**** Vorliegender Text
Von THOMAS WAGNER, 21. April 2010 –

Die meisten Kommentatoren haben schon längst damit gerechnet: Oberst Georg Klein, der für den Tod von bis zu 142 Menschen am 4. September verantwortliche Bundeswehroffizier, wird aller Wahrscheinlichkeit nach einer strafrechtlichen Verurteilung entgehen. Die Bundesstaatsanwaltschaft hat am Montag bekanntgegeben, dass sie das Verfahren gegen Klein und seinen Flugleitoffizier eingestellt hat. Das muss niemanden überraschen, denn die Kriterien für eine Verurteilung nach dem Kriegsvölkerrecht sind so hoch gesteckt, dass hier nur ganz besonders extreme Fälle von Massenmord in Gefahr geraten, tatsächlich verfolgt zu werden. „Der Befehl des Oberst Klein war mörderisch“, kommentierte Heribert Prantl am 20.04.2010 in der Süddeutschendp Zeitung, aber das Völkerstrafrecht bestrafe nur „das Böseste des Bösen“. (1)

Außerdem handelt es bei der Bundesstaatsanwaltschaft keineswegs um ein politisch unabhängiges Justizorgan. Ganz im Gegenteil. Der Generalbundesanwalt ist politischer Beamter und befindet „sich in Erfüllung seiner Aufgaben in fortdauernder Übereinstimmung mit den für ihn einschlägigen grundlegenden kriminalpolitischen Ansichten und Zielsetzungen der Regierung“. (2) Sollte er von diesen abweichen, kann er „jederzeit ohne nähere Begründung in den einstweiligen Ruhestand versetzt werden“, heißt es auf der Homepage der Behörde.

Die Rechtsauffassung des Bundesverteidigungsministeriums hatte Karl-Theodor zu Guttenberg (CSU) im Vorfeld klar formuliert: Die Bombardierung der Tanklastzüge und der sie umgebenden Menschenmenge habe im Rahmen eines nichtinternationalen bewaffneten Konflikts im Sinne des Völkerstrafrechts stattgefunden und Oberst Klein das aus seiner subjektiven Einschätzung der Lage Richtige getan, auch wenn es im Nachhinein aus objektiver Einschätzung der Lage als militärisch falsch gewertet werden müsse. Genau für solche Fälle aber sieht das Kriegsvölkerrecht von einer Verurteilung der Täter ab.
********
▶ Aufgaben
[1] Beantworte anhand des Textes über Oberst Klein kurz diese Fragen:
(a) Gegen wen hat die Bundesstaatsanwaltschaft das Verfahren eingestellt?
(b) Was kann laut der Homepage der Behörde mit dem Generalbundesanwalt geschehen, wenn er von den Ansichten der Regierung abweicht?
(c) In welchem Rahmen fand die Bombardierung nach Guttenbergs Darstellung statt?
[2] Schreib den Text über Oberst Klein weiter und knüpf dabei direkt an seinen letzten Satz an.
Die Liste unten hat mit dem Text über Oberst Klein nichts zu tun.
**** Vorliegende Daten
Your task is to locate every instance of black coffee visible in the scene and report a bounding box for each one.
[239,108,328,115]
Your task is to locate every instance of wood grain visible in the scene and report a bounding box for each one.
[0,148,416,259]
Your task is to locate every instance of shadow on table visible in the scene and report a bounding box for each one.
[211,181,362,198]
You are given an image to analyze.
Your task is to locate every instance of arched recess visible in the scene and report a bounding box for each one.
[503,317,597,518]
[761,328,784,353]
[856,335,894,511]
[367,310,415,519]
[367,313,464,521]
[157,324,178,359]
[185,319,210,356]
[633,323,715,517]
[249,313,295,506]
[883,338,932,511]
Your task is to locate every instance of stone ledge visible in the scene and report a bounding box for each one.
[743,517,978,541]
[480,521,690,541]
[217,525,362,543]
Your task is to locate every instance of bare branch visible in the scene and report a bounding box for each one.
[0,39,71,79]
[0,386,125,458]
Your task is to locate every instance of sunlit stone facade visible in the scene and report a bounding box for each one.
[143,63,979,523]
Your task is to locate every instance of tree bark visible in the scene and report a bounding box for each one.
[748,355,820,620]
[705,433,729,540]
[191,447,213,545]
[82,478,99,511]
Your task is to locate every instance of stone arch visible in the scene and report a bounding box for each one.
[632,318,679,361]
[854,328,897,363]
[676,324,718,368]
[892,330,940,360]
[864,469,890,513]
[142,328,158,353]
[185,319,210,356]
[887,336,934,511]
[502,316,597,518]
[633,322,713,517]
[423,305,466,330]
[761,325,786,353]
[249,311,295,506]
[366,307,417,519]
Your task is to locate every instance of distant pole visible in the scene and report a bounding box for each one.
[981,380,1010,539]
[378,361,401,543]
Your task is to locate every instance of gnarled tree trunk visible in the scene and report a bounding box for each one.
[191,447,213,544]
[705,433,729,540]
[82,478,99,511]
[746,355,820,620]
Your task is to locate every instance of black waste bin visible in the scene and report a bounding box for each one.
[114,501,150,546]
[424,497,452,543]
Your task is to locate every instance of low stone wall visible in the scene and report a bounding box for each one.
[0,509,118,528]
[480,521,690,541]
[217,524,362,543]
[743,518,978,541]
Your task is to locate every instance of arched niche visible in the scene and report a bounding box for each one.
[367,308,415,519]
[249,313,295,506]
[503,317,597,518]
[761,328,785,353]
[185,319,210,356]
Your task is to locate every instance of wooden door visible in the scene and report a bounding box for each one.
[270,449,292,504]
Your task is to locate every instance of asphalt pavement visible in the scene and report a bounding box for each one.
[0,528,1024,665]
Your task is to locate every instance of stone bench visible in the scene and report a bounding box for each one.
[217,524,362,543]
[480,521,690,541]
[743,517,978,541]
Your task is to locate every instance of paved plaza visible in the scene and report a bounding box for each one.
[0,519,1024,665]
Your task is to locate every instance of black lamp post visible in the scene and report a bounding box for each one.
********
▶ Lösungen
[1]
(a) Gegen Oberst Georg Klein und seinen Flugleitoffizier.
(b) Er kann jederzeit ohne nähere Begründung in den einstweiligen Ruhestand versetzt werden.
(c) Im Rahmen eines nichtinternationalen bewaffneten Konflikts im Sinne des Völkerstrafrechts.

[2]
Die gleiche Bewertung nahm die Bundesstaatsanwaltschaft vor und Guttenberg zeigte sich vor den Fernsehkameras damit hochzufrieden. Ob die Einstellung des Verfahrens mit der militärischen Faktenlage des 4. Septembers 2009 in Kundus in Übereinstimmung gebracht werden kann, bleibt für die deutsche Öffentlichkeit unterdessen unüberprüfbar. Die Bundesstaatsanwaltschaft erklärte, dass das ihrer Entscheidung zu Grunde liegende „Tatsachenmaterial“ zum überwiegenden Teil als „geheime Verschlusssache“ eingestuft worden sei.
Ob Klein wegen des Verstoßes gegen ISAF-Einsatzregeln wenigstens disziplinarrechtlich belangt werden wird, ist zur Stunde noch offen, aber ebenfalls wenig wahrscheinlich. Im Verteidigungsministerium kann daran niemand ein Interesse haben. „Die Truppe würde das mit Stirnrunzeln zur Kenntnis nehmen“, sagte der stellvertretende Vorsitzende des Deutschen Bundeswehrverbandes, Wolfgang Schmelzer, laut dpa am Mittwoch.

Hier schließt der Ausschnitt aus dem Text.